• Segunda-feira, 10 de março de 2025
  • Receba nossos relatórios diários e gratuitos
Scot Consultoria

Importância e desafios da informação no agronegócio brasileiro

Entrevista com o Diretor do programa de televisão Agronegócio da TV Serra Dourada, Antônio Pereira

Sexta-feira, 24 de janeiro de 2025 - 06h00
-A +A

Foto: Freepik


Scot Consultoria: Antônio, o senhor já é uma referência no setor do agronegócio, mas gostaríamos de entender melhor a sua trajetória. Como foi o seu caminho até chegar a essa posição de destaque no setor?

Antônio Pereira: Bom, a trajetória não foi fácil. E acredito que a trajetória da Scot também não foi fácil, temos basicamente a mesma idade no mercado.  Só para ter uma ideia, na TV Serra Dourada, SBT Goiás, eu completo agora em janeiro 30 anos e mais 14 anos em outra emissora. Então, são 44 anos de comunicação no agronegócio, sempre fazendo rádio e TV, com a preocupação de levar a informação até aquelas pessoas que não têm condição, às vezes, de contratar um técnico, de ir atrás. Então, a minha ideia sempre foi ter um programa voltado para técnico educacional.

Mostrar o que está acontecendo, como é que está o mercado, a importância da gente, do produtor entender como é que funciona uma propriedade rural e como é que funciona o mercado lá fora. O que a turma chama de antes e depois da porteira. E eu sempre fui, e sou até hoje, contra a ideia de que o produtor tem que entender só da porteira para dentro. Não, ele tem que entender para dentro e para fora, porque o mundo está globalizado.

A coisa mudou muito nesses últimos 20, 30 anos, em uma velocidade muito grande, e quem não acompanhou está tendo problema hoje. Não tinha nada de comunicação, nada no mercado, ninguém falando de agro. Eu sempre soube que o agro é a grande potência, de qualquer nação.

 Foi muito difícil. É o que eu falo para todo mundo, inclusive na maioria das matérias, palestras que a gente dá, eu digo o seguinte, não tem nada fácil. Tudo custa. Custa tempo, custa dinheiro. E, às vezes, custa só inteligência, custa só a vontade de querer mudar. E tem muita coisa numa propriedade rural hoje que você não gasta dinheiro. É só uma questão de mudar a posição, o jeito de conduzir a coisa.

Entendeu? E, às vezes, dá certo. E tem muita gente que conseguiu se ajustar mudando poucas peças, só que colocando cada peça no lugar certo, sem gastar dinheiro.

Scot Consultoria: Como o senhor enxerga o papel do agronegócio como um vetor de transformação e sobrevivência para o brasileiro, especialmente em um contexto de desafios econômicos e sociais?

Antônio Pereira: Bom, o agronegócio é um negócio, como qualquer outro .

Só que com uma característica diferente, que ele foi passando de pai para filho, assim, meio de qualquer jeito, e foi tocando. “Oh, se você não estudar, eu vou levar você para a roça”. Certo? Hoje, a coisa mudou. Se você não estudar, se você não aprender, você não vai para a fazenda. Entendeu? É diferente. Então, a roça sempre foi, durante muitos anos, no Brasil, até por volta da década de 70, agropecuária puramente de subsistência.
____________
§ TRABALHO A FAZER:
a – Reescreva de forma mais curta o parágrafo da entrevista que começa com "Foi muito difícil", conservando suas ideias principais.
b – Escreva a continuação da entrevista sobre a informação no agronegócio, começando logo depois da última frase apresentada.
As linhas que vêm depois da entrevista não servem para nenhuma tarefa.
____________
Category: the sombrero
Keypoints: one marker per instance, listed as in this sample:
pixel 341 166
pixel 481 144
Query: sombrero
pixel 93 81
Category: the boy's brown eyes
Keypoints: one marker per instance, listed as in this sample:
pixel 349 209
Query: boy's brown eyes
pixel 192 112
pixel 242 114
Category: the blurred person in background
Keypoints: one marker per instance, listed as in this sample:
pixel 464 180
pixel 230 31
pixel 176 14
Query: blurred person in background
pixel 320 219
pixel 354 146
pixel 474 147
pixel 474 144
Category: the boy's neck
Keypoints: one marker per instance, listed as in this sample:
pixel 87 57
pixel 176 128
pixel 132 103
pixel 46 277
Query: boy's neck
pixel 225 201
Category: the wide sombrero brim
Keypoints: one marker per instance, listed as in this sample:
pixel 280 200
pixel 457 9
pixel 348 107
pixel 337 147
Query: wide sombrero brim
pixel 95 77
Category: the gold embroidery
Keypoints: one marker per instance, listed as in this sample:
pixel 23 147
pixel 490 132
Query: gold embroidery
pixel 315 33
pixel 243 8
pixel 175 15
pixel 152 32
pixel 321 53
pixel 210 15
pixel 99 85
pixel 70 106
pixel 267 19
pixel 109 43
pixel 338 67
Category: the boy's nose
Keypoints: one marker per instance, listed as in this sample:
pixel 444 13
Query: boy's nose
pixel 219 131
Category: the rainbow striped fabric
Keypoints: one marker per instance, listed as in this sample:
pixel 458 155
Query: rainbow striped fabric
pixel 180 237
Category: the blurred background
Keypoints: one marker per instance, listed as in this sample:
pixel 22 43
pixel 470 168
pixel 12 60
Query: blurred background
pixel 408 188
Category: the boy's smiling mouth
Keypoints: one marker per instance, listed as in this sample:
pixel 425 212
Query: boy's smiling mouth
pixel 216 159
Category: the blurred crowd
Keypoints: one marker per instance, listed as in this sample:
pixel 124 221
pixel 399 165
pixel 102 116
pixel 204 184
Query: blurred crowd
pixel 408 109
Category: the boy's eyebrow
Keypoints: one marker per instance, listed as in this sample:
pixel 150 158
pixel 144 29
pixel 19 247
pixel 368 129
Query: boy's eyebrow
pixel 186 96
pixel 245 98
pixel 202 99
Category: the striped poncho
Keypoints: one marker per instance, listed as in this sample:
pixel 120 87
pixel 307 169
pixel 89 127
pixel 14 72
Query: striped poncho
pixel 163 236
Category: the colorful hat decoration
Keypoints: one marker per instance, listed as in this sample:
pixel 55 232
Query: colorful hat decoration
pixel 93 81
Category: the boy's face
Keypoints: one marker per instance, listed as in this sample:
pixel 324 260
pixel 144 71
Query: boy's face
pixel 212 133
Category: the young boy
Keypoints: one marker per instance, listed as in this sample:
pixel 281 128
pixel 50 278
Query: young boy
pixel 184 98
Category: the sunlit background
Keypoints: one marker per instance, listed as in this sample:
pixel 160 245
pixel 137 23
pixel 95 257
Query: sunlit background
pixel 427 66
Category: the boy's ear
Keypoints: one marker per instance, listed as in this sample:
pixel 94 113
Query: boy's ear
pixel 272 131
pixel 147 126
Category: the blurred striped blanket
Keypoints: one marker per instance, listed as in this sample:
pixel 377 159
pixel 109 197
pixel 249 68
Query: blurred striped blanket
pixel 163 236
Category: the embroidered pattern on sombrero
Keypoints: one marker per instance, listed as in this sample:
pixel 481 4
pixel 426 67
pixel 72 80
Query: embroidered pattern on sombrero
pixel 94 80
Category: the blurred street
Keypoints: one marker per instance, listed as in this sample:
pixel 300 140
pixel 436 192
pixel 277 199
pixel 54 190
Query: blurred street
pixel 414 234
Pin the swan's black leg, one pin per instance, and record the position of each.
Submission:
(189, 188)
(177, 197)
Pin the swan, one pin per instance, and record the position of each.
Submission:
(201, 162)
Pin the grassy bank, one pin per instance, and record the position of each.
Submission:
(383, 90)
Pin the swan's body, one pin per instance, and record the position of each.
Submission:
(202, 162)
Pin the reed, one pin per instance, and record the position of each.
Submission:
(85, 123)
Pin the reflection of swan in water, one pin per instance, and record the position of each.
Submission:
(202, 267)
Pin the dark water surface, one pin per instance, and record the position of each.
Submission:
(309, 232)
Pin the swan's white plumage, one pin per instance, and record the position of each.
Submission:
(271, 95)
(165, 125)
____________
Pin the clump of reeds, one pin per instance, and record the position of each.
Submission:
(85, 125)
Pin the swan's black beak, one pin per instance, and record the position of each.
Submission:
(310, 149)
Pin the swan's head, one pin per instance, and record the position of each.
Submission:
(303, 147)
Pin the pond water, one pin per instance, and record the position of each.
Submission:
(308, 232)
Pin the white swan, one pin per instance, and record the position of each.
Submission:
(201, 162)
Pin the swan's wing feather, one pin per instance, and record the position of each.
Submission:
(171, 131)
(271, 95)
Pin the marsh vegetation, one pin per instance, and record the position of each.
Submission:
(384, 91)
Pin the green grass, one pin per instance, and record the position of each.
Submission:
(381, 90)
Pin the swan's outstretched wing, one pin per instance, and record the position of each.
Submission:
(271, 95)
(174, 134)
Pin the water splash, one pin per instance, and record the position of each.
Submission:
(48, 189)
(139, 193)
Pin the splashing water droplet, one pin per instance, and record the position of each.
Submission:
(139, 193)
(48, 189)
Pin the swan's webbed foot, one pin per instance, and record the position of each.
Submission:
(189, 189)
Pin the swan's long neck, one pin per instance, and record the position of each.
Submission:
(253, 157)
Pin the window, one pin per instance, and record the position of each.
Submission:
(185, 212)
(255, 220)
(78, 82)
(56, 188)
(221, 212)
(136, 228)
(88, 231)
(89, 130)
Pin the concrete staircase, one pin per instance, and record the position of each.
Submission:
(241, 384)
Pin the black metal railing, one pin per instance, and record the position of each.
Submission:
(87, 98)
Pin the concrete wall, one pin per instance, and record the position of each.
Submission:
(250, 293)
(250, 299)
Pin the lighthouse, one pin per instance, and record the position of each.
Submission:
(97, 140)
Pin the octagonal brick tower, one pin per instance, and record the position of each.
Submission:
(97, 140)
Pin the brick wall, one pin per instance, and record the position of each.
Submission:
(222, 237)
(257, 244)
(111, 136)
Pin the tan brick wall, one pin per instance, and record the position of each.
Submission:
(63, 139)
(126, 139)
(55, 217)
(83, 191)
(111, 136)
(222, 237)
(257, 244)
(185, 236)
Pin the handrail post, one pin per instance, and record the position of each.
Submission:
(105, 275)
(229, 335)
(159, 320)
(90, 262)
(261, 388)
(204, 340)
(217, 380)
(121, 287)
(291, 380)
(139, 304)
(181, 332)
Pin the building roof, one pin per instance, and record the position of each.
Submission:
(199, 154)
____________
§ RESPOSTAS EM ORDEM:
a – Nada é fácil: tudo custa tempo, dinheiro ou, às vezes, apenas inteligência e vontade de mudar. Numa propriedade rural, muita coisa pode ser resolvida sem gastar dinheiro, só mudando a posição e o jeito de conduzir as coisas.

b –
Basicamente, o que era produzido era só para consumo interno. E o Brasil importava muita coisa. Hoje, as coisas começaram a mudar. A turma começou a enxergar que, realmente, o agro era um negócio que dava dinheiro, dava resultado. Não só para o produtor, mas também para o país.

Em 1973, foi criada a Embrapa, e hoje a agricultura brasileira é dividida antes e depois da Embrapa. E junto com a Embrapa vieram as empresas de pesquisas estaduais, com a difusão de tecnologia. E quando você fala em agronegócio, você não pode só enxergar a fazenda produzindo leite, carne ou milho, você está falando de uma estrutura gigantesca de itens fundamentais para que o agronegócio funcione. E o agronegócio hoje, queira ou não, aceite ou não, é a chave do país.

É um setor de risco altíssimo, porque é uma empresa a céu aberto. Choveu muito, dança. Choveu pouco, dança. Então, você joga muito com a sorte também no agro. Mas o agro, ele tem dado alegria, sim.

A região Norte, por exemplo, os portos do Arco Norte, lá no Pará, no Maranhão, no Amazonas, estão fazendo um sucesso danado. Quer dizer, estão pegando toda aquela produção, produtividade, lá da região Centro-Norte, está indo tudo para fora, encurtando a distância, fazendo com que aquela região progrida. Isso é importante.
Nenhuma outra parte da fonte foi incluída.